Der Hollywood Blockbuster steckt, wenn nicht monetär, dann künstlerisch, seit den 2010er Jahren in einer Krise. Eine zunehmende Serialisierung der Stoffe und der Fokus auf das Bedienen eines nostalgischen Marktes führten zu einer Gleichförmigkeit und Identitätslosigkeit der Stoffe. Zudem auffällig: Der Mensch verschwindet aus dem Hollywoodkino. In den Box-Office dominierenden Filmen des Disneykonzerns lösen gottgleiche Superhelden die Probleme einer Menschheit, die nur noch als staunende, computeranimierte Masse im Hintergrund erscheint. In die Konflikte von Superheld gegen kosmische Gottheit kann diese Menschheit nicht mehr eingreifen, sie ist dazu bestimmt, auf ihre Rettung durch fremde Hand zu hoffen.

© 2023 Paramount Pictures.

Die letzten Filmreihen, die dezidiert ein Individuum in den Mittelpunkt stellen, sind sich dieser Problematik ebenfalls bewusst. Ebenfalls evident ist das Verschwinden eines klar umrissenen „Bösen“, dass vom „Guten“ bekämpft werden muss. Nutzen in den Marvel- und DC-Superheldenfilmen die bereits erwähnten kosmischen Gottheiten die Erde als Austragungsort ihrer Differenzen, sehen sich Bond, Maverick und Ethan Hunt mit einer zusehenden Gesichtslosigkeit des Bösen konfrontiert.

© 2023 Paramount Pictures.

„We used to be able to get into a room with the enemy, talk to him.“ (Früher konnten wir mit dem Feind in einen Raum gehen und mit ihm reden.), lässt Ralph Fiennes M im aktuellen Bond, NO TIME TO DIE (2022) verlauten. Der Austausch mit dem Feind ist hier in Ansätzen noch möglich, Lyutsifer Safin (Rami Malik) ist auf der Oberfläche ein Antagonist „aus Fleisch und Blut“, die Hauptbedrohung des Filmes geht allerdings von einem körper- und gewissenlosen Virus aus, der immerhin von menschlicher Hand gesteuert werden kann, ab dann jedoch zusehends ein Eigenleben entwickelt. Der Mensch wird zum notwendigen Stellvertreter der Technik. Die (zunächst) finale Entwicklung dieses Prozesses ist in MISSION IMPOSSIBLE: DEAD RECKONING TEIL EINS zu betrachten.

© 2023 Paramount Pictures.

Die hier ominös-bedrohlich als „Entity“ bezeichnete künstliche Intelligenz agiert von „Geburt“ an eigenständig, nicht der Mensch macht sich ihr zu Nutze, sondern sie sich dem Menschen. Bezwungen werden kann sie nicht, aber vorrübergehend kontrolliert. Ethan Hunt (Tom Cruise) muss, ein langer Running Gag der Mission Impossible Reihe, erneut „rouge“ werden, aber dieses Mal gibt es kein Ziel, keine Versicherung des Sieges des Guten über das Böse. Die Überwaffe „Entity“ darf niemals in die Hand einer Regierung geraten, wissen Hunt und sein Team (Wiederholungstäter:innen Simon Pegg, Ving Rhames und Rebecca Ferguson sind wieder mit dabei). Die Jagd nach einem „key“, dem Bedienelement der „Entity“, bietet den wesentlichen Inhalt des ersten Teils des Mission Impossible Finales.
________________________________________
ARBEITSSCHRITTE »
• 1. Gib aus dem Text über den Hollywood-Blockbuster den Abschnitt wortgetreu wieder, beginnend mit „Die letzten Filmreihen, die“ und weiter bis „des Bösen konfrontiert.“.
• 2. Fasse den Absatz des Textes über den Hollywood-Blockbuster, der mit „Der Hollywood Blockbuster steckt“ beginnt, als Stichpunktliste zusammen und behalte dabei seine wesentlichen Aussagen bei.

ARBEITSMATERIAL »
________________________________________
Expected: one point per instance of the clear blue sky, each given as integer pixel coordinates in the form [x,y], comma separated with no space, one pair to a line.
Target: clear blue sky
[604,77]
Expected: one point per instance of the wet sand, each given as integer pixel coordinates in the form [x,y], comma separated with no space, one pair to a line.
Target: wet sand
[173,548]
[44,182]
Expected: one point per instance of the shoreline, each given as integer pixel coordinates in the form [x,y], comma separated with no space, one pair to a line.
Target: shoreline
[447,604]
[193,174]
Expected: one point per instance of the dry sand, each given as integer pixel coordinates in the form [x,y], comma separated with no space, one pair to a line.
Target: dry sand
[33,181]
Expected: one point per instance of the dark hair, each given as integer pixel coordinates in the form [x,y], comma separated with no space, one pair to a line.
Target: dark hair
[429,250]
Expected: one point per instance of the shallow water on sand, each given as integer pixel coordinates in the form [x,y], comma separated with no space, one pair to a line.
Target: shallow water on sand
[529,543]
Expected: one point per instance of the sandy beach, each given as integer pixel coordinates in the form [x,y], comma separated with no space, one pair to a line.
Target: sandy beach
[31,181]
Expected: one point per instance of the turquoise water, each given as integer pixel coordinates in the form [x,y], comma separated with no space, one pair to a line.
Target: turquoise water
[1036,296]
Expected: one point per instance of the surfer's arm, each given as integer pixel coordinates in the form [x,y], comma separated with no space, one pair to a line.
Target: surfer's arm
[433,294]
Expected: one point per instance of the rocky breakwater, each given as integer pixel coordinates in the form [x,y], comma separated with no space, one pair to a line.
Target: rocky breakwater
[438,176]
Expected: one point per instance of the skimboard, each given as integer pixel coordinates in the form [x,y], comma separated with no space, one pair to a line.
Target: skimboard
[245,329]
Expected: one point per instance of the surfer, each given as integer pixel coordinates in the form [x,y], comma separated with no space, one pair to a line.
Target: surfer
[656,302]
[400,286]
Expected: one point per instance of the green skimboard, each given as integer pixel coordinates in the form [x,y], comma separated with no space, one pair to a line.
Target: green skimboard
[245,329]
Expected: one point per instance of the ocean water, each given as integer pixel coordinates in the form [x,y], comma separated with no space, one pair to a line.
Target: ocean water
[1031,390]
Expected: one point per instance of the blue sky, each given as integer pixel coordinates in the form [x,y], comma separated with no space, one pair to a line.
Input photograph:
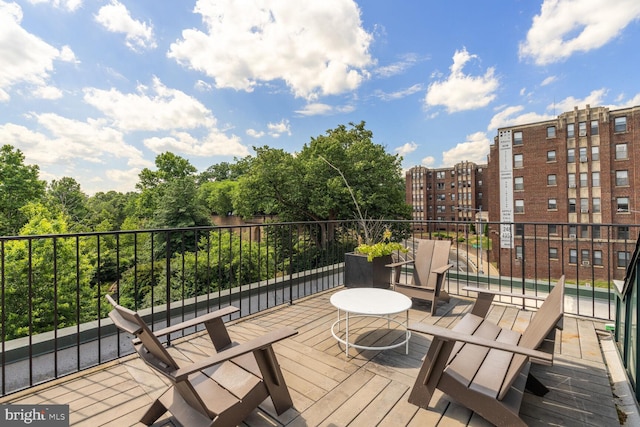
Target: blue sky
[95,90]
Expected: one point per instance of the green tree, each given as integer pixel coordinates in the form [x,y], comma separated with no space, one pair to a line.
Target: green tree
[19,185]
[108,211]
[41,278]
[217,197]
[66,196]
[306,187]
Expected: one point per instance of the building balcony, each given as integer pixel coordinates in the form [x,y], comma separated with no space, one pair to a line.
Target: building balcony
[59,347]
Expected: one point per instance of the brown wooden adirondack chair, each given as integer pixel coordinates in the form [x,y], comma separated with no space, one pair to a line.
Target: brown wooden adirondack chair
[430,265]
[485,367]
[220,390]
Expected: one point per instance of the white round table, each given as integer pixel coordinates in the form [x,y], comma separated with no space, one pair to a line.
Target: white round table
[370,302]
________________________________________
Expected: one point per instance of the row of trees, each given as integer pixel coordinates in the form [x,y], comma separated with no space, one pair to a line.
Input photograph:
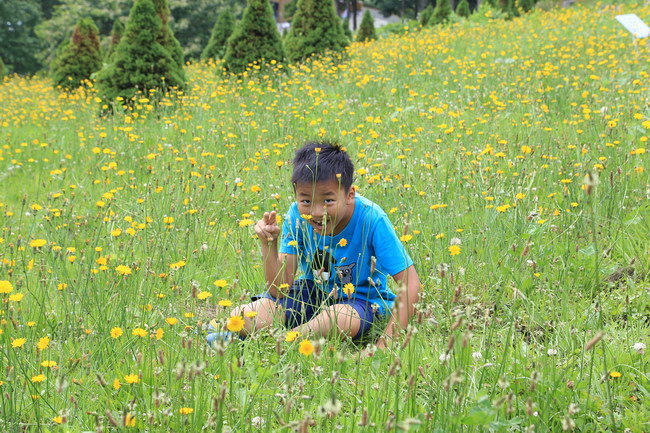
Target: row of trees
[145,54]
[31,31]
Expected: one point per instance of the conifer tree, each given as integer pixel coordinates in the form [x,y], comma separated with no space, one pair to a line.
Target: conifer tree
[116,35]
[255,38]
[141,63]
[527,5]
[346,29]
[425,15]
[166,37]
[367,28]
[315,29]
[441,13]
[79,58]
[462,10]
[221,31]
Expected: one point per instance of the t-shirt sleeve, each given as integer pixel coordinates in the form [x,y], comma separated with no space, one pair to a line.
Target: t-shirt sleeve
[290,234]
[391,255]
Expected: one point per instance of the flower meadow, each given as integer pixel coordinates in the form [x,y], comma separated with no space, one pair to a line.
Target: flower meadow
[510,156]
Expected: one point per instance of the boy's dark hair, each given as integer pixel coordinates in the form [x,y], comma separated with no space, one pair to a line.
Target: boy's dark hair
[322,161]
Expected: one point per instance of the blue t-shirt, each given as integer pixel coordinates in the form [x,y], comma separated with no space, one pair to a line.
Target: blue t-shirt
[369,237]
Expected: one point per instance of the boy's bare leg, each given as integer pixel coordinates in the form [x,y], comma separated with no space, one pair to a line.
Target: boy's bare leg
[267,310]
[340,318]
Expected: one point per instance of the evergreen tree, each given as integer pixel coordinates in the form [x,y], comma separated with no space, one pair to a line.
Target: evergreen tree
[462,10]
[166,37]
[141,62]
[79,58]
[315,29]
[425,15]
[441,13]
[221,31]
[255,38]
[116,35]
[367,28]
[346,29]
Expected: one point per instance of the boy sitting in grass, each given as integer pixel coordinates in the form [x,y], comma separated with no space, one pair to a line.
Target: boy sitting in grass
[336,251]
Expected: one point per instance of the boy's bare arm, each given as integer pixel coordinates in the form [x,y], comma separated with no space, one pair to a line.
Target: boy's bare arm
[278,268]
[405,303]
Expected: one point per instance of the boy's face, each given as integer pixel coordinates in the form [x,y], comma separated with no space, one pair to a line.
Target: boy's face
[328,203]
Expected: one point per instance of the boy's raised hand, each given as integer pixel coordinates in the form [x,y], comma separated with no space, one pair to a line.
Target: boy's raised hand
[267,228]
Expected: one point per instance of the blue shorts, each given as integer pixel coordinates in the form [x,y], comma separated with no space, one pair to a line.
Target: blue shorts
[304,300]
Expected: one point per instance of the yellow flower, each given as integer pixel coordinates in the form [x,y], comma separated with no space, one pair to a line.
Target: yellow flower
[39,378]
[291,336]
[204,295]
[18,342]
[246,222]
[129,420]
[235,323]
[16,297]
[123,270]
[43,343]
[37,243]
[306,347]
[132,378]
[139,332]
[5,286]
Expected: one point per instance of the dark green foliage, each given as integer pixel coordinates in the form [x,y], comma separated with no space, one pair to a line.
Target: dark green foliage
________________________________________
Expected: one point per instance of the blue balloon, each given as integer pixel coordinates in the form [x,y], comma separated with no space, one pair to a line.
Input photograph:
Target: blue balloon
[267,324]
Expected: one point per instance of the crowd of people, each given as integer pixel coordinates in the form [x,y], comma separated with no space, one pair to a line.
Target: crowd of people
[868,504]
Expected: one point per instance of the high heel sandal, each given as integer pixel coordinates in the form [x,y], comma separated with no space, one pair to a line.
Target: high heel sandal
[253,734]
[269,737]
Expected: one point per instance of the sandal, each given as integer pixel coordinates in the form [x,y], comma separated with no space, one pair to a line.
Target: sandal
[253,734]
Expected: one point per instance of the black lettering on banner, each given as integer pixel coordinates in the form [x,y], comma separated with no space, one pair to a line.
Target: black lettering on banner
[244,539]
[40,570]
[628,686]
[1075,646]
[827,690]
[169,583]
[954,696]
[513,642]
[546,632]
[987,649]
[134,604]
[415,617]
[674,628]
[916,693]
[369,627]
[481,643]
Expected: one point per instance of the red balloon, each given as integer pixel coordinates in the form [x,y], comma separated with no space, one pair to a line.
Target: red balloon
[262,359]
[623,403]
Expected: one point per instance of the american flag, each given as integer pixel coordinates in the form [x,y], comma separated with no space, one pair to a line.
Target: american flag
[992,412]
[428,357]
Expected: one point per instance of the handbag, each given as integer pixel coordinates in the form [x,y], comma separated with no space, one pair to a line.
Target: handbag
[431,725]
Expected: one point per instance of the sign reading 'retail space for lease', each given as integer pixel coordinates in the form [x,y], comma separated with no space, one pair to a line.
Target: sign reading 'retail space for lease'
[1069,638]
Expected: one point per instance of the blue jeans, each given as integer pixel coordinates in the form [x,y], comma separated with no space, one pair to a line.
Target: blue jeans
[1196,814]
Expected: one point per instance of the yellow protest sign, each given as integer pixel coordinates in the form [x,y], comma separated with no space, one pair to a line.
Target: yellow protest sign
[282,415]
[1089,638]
________________________________________
LÖSUNGEN »
• 1.
Die letzten Filmreihen, die dezidiert ein Individuum in den Mittelpunkt stellen, sind sich dieser Problematik ebenfalls bewusst. Ebenfalls evident ist das Verschwinden eines klar umrissenen „Bösen“, dass vom „Guten“ bekämpft werden muss. Nutzen in den Marvel- und DC-Superheldenfilmen die bereits erwähnten kosmischen Gottheiten die Erde als Austragungsort ihrer Differenzen, sehen sich Bond, Maverick und Ethan Hunt mit einer zusehenden Gesichtslosigkeit des Bösen konfrontiert.

• 2.
- Seit den 2010er Jahren steckt der Hollywood-Blockbuster in einer Krise, wenn nicht monetär, dann künstlerisch.
- Zunehmende Serialisierung und der Fokus auf einen nostalgischen Markt führen zu Gleichförmigkeit und Identitätslosigkeit der Stoffe.
- Der Mensch verschwindet aus dem Hollywoodkino.
- In den Disney-Filmen, die das Box-Office dominieren, lösen gottgleiche Superhelden die Probleme der Menschheit. Die Menschheit erscheint nur noch als staunende, computeranimierte Masse im Hintergrund.
- In die Konflikte zwischen Superheld und kosmischer Gottheit kann die Menschheit nicht eingreifen. Sie kann nur auf Rettung durch fremde Hand hoffen.